[SET EXERCISE] Rewrite the data below as a numbered list, one line per item, and leave out any blank lines.
★ ★ ★ ★ ★ ★ ★
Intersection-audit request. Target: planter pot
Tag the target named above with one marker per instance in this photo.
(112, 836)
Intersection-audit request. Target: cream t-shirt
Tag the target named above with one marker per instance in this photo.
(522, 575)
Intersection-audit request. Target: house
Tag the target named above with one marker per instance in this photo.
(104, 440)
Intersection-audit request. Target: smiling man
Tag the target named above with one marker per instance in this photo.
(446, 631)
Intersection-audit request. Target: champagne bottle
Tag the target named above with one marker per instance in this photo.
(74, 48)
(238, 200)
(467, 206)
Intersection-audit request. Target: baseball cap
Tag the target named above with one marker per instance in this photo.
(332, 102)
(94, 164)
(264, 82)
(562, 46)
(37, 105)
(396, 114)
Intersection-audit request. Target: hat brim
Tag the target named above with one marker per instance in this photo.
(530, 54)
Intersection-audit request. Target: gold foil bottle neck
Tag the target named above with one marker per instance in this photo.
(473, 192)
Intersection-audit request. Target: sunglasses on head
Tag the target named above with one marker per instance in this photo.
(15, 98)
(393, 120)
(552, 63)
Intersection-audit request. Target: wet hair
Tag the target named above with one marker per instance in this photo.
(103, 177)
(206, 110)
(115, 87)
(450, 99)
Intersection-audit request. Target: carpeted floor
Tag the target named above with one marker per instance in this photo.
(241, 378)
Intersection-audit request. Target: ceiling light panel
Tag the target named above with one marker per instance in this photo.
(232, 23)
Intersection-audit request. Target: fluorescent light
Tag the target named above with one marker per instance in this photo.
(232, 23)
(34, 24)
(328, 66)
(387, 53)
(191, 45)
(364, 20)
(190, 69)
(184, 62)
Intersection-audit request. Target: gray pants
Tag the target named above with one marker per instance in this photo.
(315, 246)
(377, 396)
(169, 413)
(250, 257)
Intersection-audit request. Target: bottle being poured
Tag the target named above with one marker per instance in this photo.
★ ★ ★ ★ ★ ★ ★
[RESULT]
1. Intersection-audit request. Target: planter pot
2. Tag the target named above with one marker per instance in this photo.
3. (112, 836)
4. Intersection-audit request. Target: cream t-shirt
5. Tag the target named above with one marker per instance in this photo.
6. (522, 575)
7. Intersection-audit request. Target: house
8. Tag the target named above with one marker per instance in this photo.
9. (104, 440)
10. Intersection-audit request. Target: smiling man
11. Tag the target named above with one marker per instance in this photo.
12. (446, 631)
13. Intersection-audit request. Target: champagne bottle
14. Tag the target named above with one marker per instance in this photo.
15. (74, 48)
16. (238, 200)
17. (467, 206)
18. Intersection-audit request. Target: baseball cap
19. Tag the target named above with one marker per instance in this photo.
20. (332, 102)
21. (94, 164)
22. (264, 82)
23. (562, 46)
24. (37, 105)
25. (396, 114)
26. Intersection-audit request. Target: hat brim
27. Tag the target named above with one marker per instance in this photo.
28. (530, 54)
29. Intersection-audit request. Target: gold foil bottle neck
30. Tag the target named above with one marker per instance in this photo.
31. (473, 192)
32. Intersection-audit request. Target: sunglasses on head
33. Tag the target named above with one marker per instance in this photo.
34. (15, 98)
35. (393, 120)
36. (552, 63)
37. Intersection-audit request. Target: wet hair
38. Tag the target named above with one marker per instance in this photo.
39. (103, 177)
40. (206, 110)
41. (115, 87)
42. (450, 99)
43. Intersection-audit request. Target: carpeted floor
44. Tag the target named above with one marker per instance in this photo.
45. (241, 378)
46. Intersection-audit request. Target: ceiling light panel
47. Tag the target named above with one marker per instance in this photo.
48. (232, 23)
49. Intersection-audit request. Target: fluorescent light
50. Tag the target named above with one marker per instance in this photo.
51. (232, 23)
52. (34, 24)
53. (328, 66)
54. (387, 53)
55. (191, 45)
56. (364, 20)
57. (190, 69)
58. (184, 62)
59. Intersection-audit request. Target: gray pants
60. Tag the target named above with one marker per instance in this photo.
61. (315, 246)
62. (377, 396)
63. (169, 413)
64. (250, 257)
65. Intersection-audit request. Target: bottle being poured
66. Tag the target named above with one marker per instance in this photo.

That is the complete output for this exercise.